◆ Problem: Copy the listing word for word, beginning at the line that contains "of the stone" and stopping at the end of the listing.

◆ Data:
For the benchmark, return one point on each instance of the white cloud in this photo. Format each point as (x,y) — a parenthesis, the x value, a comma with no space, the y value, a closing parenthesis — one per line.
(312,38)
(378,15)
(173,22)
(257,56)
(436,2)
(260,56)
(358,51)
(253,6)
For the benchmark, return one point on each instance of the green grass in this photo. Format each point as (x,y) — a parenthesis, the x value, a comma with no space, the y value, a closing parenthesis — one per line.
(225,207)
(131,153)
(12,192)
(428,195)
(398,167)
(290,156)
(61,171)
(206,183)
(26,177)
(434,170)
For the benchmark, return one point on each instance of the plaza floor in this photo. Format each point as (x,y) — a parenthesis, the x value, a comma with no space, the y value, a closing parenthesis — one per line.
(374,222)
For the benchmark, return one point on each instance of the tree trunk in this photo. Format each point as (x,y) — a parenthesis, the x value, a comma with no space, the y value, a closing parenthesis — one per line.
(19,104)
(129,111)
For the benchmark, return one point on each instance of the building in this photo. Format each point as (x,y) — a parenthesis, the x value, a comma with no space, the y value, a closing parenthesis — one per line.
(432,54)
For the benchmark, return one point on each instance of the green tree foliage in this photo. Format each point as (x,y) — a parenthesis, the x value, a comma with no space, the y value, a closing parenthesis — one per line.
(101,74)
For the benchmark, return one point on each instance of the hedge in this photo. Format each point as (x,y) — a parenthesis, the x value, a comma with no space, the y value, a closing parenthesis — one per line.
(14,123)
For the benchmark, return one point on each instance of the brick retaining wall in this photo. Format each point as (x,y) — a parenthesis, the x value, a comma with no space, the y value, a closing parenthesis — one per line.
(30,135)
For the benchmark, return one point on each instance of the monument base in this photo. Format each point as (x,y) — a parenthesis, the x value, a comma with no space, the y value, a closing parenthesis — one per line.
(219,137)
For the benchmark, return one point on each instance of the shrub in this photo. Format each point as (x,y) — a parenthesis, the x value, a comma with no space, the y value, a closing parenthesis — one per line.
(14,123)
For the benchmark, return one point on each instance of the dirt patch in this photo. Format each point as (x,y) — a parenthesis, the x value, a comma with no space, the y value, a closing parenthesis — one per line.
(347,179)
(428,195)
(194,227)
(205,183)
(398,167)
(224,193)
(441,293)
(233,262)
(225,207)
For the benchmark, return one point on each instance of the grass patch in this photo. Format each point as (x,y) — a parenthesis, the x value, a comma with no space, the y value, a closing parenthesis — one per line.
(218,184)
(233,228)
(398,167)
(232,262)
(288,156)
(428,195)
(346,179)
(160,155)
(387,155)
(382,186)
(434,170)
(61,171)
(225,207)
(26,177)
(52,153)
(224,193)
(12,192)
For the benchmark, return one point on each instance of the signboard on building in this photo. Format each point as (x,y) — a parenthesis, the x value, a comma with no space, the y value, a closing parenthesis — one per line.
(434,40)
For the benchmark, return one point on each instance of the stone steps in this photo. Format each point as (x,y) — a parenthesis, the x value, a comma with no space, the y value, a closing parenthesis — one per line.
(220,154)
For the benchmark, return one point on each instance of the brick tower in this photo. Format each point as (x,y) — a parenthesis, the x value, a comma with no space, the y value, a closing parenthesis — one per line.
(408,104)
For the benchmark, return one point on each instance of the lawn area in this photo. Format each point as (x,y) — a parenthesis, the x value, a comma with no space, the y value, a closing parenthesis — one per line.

◆ Output of the task:
For the benchmark, return one point on each instance of the stone steps in this photo. Format each point as (x,y) — a parenthesis, the x value, a comma with no space, the y value, a closing parenthesis — one per line.
(220,154)
For the benchmark, return one point on each instance of the brick tower in this photo. Format each point as (x,y) — a parenthesis, the x value, a comma with no space, the y value, a closing parenthesis — one per line.
(408,104)
For the benchmark, return one point on each instance of the lawn area in this photo. Format each point as (x,y) — a parenthesis, the x value, a comma with no space, the y value, a closing parenthesis — one per line.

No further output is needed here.